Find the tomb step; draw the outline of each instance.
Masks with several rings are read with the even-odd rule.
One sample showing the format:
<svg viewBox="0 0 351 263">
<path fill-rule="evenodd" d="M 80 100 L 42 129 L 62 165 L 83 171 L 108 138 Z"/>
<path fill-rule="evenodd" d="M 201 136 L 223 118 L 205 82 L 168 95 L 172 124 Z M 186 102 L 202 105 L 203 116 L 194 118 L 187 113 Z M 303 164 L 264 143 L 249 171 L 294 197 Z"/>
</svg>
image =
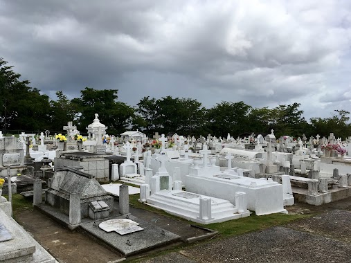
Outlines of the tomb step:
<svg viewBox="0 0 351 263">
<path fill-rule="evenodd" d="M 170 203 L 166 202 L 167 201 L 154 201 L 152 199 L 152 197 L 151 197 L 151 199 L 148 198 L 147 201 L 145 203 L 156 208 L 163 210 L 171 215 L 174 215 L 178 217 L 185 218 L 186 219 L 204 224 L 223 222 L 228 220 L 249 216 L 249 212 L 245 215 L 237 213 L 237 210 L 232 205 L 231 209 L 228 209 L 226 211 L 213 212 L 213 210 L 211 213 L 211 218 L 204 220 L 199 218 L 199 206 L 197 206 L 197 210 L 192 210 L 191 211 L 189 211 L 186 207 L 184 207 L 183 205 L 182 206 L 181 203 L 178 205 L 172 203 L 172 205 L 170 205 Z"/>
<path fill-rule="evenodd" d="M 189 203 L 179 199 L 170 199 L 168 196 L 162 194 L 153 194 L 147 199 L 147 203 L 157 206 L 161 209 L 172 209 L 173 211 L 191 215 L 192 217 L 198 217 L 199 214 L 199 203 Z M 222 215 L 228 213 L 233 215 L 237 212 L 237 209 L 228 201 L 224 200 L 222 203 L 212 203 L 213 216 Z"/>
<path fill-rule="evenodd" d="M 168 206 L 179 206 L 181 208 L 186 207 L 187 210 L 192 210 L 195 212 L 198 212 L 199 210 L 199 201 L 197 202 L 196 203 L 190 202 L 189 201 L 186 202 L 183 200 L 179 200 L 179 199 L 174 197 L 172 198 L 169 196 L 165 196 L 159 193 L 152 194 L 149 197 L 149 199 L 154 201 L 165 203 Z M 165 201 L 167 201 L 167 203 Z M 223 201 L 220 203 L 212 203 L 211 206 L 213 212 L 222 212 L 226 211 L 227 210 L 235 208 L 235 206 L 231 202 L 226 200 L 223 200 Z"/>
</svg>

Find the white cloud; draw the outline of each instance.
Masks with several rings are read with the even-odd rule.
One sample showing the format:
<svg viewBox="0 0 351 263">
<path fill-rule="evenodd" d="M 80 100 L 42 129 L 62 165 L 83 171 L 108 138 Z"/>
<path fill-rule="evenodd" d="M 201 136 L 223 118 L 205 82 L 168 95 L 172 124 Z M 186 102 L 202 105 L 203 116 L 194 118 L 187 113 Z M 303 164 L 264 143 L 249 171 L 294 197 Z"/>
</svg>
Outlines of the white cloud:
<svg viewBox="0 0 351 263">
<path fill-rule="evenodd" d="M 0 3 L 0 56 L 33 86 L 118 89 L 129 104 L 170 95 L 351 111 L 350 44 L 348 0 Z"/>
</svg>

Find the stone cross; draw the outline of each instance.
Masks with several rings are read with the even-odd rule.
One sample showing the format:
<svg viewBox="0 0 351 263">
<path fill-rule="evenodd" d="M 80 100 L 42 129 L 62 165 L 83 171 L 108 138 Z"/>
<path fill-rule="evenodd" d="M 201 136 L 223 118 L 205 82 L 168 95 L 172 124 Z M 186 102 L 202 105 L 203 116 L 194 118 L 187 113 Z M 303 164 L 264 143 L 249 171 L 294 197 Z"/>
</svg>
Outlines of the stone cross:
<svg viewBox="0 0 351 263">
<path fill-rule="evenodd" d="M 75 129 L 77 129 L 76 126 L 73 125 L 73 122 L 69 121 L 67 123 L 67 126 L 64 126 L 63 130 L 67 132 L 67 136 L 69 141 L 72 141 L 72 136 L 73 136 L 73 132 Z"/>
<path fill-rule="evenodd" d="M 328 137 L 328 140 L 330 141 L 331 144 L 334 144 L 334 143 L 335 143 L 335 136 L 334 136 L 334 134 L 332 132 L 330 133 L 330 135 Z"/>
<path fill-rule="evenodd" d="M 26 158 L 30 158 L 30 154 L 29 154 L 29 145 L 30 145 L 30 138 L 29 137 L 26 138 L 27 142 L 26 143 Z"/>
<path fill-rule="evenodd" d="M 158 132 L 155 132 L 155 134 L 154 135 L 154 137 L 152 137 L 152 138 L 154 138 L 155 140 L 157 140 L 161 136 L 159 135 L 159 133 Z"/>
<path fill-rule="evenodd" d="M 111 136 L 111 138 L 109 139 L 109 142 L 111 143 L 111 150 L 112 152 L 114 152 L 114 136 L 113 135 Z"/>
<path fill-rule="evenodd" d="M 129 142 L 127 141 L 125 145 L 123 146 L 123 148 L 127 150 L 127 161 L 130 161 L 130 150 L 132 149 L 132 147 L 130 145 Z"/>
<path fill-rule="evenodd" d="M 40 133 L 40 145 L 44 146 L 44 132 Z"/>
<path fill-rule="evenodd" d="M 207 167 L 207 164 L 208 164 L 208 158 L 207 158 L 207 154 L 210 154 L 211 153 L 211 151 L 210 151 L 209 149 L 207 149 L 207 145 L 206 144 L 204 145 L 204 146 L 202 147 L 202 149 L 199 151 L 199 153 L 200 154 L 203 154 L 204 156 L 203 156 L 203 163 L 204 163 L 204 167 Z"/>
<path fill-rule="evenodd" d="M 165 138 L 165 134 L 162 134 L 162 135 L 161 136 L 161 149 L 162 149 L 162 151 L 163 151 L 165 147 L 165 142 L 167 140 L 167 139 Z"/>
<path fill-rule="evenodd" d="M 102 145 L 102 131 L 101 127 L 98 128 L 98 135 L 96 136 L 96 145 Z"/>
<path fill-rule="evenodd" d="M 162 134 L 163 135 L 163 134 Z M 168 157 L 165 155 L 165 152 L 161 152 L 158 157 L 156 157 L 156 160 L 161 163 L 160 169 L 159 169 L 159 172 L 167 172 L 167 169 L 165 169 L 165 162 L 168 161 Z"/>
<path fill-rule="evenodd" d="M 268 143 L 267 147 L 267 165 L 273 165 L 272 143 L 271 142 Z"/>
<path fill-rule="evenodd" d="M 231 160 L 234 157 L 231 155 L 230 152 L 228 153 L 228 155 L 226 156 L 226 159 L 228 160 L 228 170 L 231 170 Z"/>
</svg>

Task instructions - Render every line of the data above as a numbered list, omitting blank lines and leaving out the pictures.

Full solution -
1. Find the tomb step; draw the outline of each instance.
2. Masks with several rings are read with the even-odd rule.
3. One sample showing the format:
4. <svg viewBox="0 0 351 263">
5. <path fill-rule="evenodd" d="M 80 100 L 42 129 L 62 165 L 83 171 L 108 138 Z"/>
6. <path fill-rule="evenodd" d="M 201 136 L 223 118 L 205 82 L 168 95 L 172 124 Z M 186 102 L 202 105 L 203 116 L 194 118 L 187 113 Z M 303 164 L 264 143 L 249 171 L 294 197 Z"/>
7. </svg>
8. image =
9. Outlines of the tomb step:
10. <svg viewBox="0 0 351 263">
11. <path fill-rule="evenodd" d="M 170 203 L 166 202 L 167 201 L 154 201 L 152 199 L 152 197 L 151 197 L 151 199 L 148 198 L 147 201 L 145 203 L 156 208 L 163 210 L 171 215 L 174 215 L 178 217 L 185 218 L 186 219 L 204 224 L 223 222 L 228 220 L 249 216 L 249 212 L 245 215 L 237 213 L 237 210 L 232 205 L 231 209 L 228 209 L 226 211 L 213 212 L 213 210 L 211 213 L 211 218 L 204 220 L 199 218 L 199 206 L 197 206 L 197 210 L 192 210 L 191 211 L 189 211 L 186 207 L 184 207 L 183 205 L 182 206 L 181 203 L 178 205 L 172 203 L 172 205 L 170 205 Z"/>
12. <path fill-rule="evenodd" d="M 189 203 L 179 199 L 170 199 L 168 196 L 162 194 L 153 194 L 147 199 L 147 203 L 157 206 L 161 209 L 172 209 L 173 211 L 191 215 L 192 217 L 198 217 L 199 214 L 199 203 Z M 222 215 L 228 213 L 233 215 L 237 212 L 237 209 L 228 201 L 224 200 L 222 203 L 212 203 L 213 216 Z"/>
13. <path fill-rule="evenodd" d="M 168 206 L 179 206 L 181 208 L 186 207 L 187 210 L 192 210 L 195 212 L 198 212 L 199 210 L 199 201 L 197 202 L 196 203 L 190 202 L 189 201 L 186 202 L 183 200 L 179 200 L 179 199 L 174 197 L 172 198 L 169 196 L 165 196 L 159 193 L 152 194 L 149 197 L 149 199 L 154 201 L 165 203 Z M 165 201 L 167 201 L 167 203 Z M 223 201 L 220 203 L 212 203 L 211 206 L 213 212 L 222 212 L 226 211 L 227 210 L 235 208 L 235 206 L 231 202 L 226 200 L 223 200 Z"/>
14. </svg>
15. Find the white cloud; draw the outline of each instance.
16. Masks with several rings are read with the even-odd rule.
17. One sample showing the format:
18. <svg viewBox="0 0 351 263">
19. <path fill-rule="evenodd" d="M 80 100 L 42 129 L 62 165 L 83 171 L 108 138 Z"/>
20. <path fill-rule="evenodd" d="M 201 136 L 223 118 L 205 82 L 168 95 L 172 124 Z M 186 102 L 202 105 L 203 116 L 194 118 L 187 113 Z M 303 164 L 264 143 L 249 171 L 294 197 Z"/>
21. </svg>
22. Outlines of the white cloud:
23. <svg viewBox="0 0 351 263">
24. <path fill-rule="evenodd" d="M 0 3 L 0 56 L 33 86 L 118 89 L 129 104 L 170 95 L 351 111 L 350 44 L 348 0 Z"/>
25. </svg>
26. Find the stone cross; draw the outline of each instance.
27. Masks with several rings are read with the even-odd rule.
28. One sample showing the format:
29. <svg viewBox="0 0 351 263">
30. <path fill-rule="evenodd" d="M 80 100 L 42 129 L 62 165 L 83 171 L 108 138 Z"/>
31. <path fill-rule="evenodd" d="M 201 136 L 223 118 L 205 82 L 168 95 L 172 124 Z M 186 102 L 202 105 L 203 116 L 194 118 L 187 113 Z M 303 164 L 264 143 L 249 171 L 294 197 Z"/>
32. </svg>
33. Outlines of the stone cross:
34. <svg viewBox="0 0 351 263">
35. <path fill-rule="evenodd" d="M 75 129 L 77 129 L 76 126 L 73 125 L 73 122 L 69 121 L 67 123 L 67 126 L 64 126 L 63 130 L 67 132 L 67 136 L 69 141 L 72 141 L 72 136 L 73 136 L 73 132 Z"/>
36. <path fill-rule="evenodd" d="M 328 137 L 328 140 L 330 141 L 331 144 L 334 144 L 334 143 L 335 143 L 335 136 L 334 136 L 334 134 L 332 132 L 330 133 L 330 135 Z"/>
37. <path fill-rule="evenodd" d="M 26 158 L 30 158 L 30 154 L 29 154 L 29 145 L 30 145 L 30 138 L 29 137 L 26 138 L 27 142 L 26 143 Z"/>
38. <path fill-rule="evenodd" d="M 158 132 L 155 132 L 155 134 L 154 135 L 154 137 L 152 137 L 152 138 L 154 138 L 155 140 L 157 140 L 161 136 L 159 135 L 159 133 Z"/>
39. <path fill-rule="evenodd" d="M 111 136 L 111 138 L 109 139 L 109 142 L 111 143 L 111 150 L 112 152 L 114 152 L 114 136 L 113 135 Z"/>
40. <path fill-rule="evenodd" d="M 129 142 L 127 141 L 125 145 L 123 146 L 123 148 L 127 150 L 127 161 L 130 161 L 130 150 L 132 149 L 132 147 L 130 145 Z"/>
41. <path fill-rule="evenodd" d="M 40 133 L 40 145 L 44 146 L 44 132 Z"/>
42. <path fill-rule="evenodd" d="M 207 167 L 207 164 L 208 164 L 208 158 L 207 158 L 207 154 L 210 154 L 211 153 L 211 151 L 210 151 L 209 149 L 207 149 L 207 145 L 206 144 L 204 145 L 204 146 L 202 147 L 202 149 L 199 151 L 199 153 L 200 154 L 203 154 L 204 156 L 203 156 L 203 163 L 204 163 L 204 167 Z"/>
43. <path fill-rule="evenodd" d="M 165 138 L 165 134 L 162 134 L 162 135 L 161 136 L 161 149 L 162 149 L 162 151 L 163 151 L 165 147 L 165 142 L 167 140 L 167 139 Z"/>
44. <path fill-rule="evenodd" d="M 102 145 L 102 131 L 101 127 L 98 128 L 98 135 L 96 136 L 96 145 Z"/>
45. <path fill-rule="evenodd" d="M 162 134 L 163 135 L 163 134 Z M 168 157 L 165 155 L 165 152 L 161 152 L 158 157 L 156 157 L 156 160 L 161 163 L 160 169 L 159 169 L 159 172 L 167 172 L 167 169 L 165 169 L 165 162 L 168 161 Z"/>
46. <path fill-rule="evenodd" d="M 268 143 L 267 147 L 267 165 L 273 165 L 272 143 L 271 142 Z"/>
47. <path fill-rule="evenodd" d="M 231 160 L 234 157 L 231 155 L 230 152 L 228 153 L 228 155 L 226 156 L 226 159 L 228 160 L 228 170 L 231 170 Z"/>
48. </svg>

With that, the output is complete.